Your assignment:
In the data that follows, find each line containing "window" and copy it.

───── Records for processing ─────

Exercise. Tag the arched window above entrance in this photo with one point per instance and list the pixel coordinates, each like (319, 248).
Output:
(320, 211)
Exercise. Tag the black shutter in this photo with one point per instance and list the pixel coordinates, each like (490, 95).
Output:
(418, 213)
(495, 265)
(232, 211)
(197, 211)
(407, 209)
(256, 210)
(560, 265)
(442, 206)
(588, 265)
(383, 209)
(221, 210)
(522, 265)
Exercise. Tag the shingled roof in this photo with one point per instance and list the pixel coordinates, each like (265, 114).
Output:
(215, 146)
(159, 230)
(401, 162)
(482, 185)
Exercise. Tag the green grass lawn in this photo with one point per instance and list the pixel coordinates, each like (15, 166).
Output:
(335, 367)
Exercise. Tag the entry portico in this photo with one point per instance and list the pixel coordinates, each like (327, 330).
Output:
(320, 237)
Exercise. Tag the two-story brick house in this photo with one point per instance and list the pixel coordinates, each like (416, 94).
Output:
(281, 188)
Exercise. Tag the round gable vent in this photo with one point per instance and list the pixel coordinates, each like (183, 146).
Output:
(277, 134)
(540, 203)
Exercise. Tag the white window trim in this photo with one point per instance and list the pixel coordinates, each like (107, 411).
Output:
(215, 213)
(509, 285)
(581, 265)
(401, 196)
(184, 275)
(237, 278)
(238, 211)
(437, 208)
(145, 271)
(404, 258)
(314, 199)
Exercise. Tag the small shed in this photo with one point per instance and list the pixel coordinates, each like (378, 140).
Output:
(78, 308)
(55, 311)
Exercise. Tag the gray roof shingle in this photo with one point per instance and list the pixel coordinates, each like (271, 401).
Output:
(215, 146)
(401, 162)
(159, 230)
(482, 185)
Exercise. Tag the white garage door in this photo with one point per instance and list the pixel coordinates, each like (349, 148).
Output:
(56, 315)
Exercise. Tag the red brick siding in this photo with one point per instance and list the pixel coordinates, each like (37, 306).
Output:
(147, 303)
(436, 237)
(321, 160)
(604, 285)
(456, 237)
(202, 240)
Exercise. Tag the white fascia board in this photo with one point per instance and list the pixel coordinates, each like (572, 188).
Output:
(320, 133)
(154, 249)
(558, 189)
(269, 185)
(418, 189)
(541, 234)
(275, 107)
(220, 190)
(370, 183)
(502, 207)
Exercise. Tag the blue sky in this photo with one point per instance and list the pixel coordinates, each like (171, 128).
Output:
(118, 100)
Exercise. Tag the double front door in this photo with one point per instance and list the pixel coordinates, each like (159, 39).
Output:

─────

Output for this exercise:
Exercise. Tag the arched window above entrance in this photo with one point per instance and list the pixel coordinates, each like (319, 248).
Exercise. Tag the white window trim in this photo with one point per instance and list the pixel coordinates, each like (107, 411).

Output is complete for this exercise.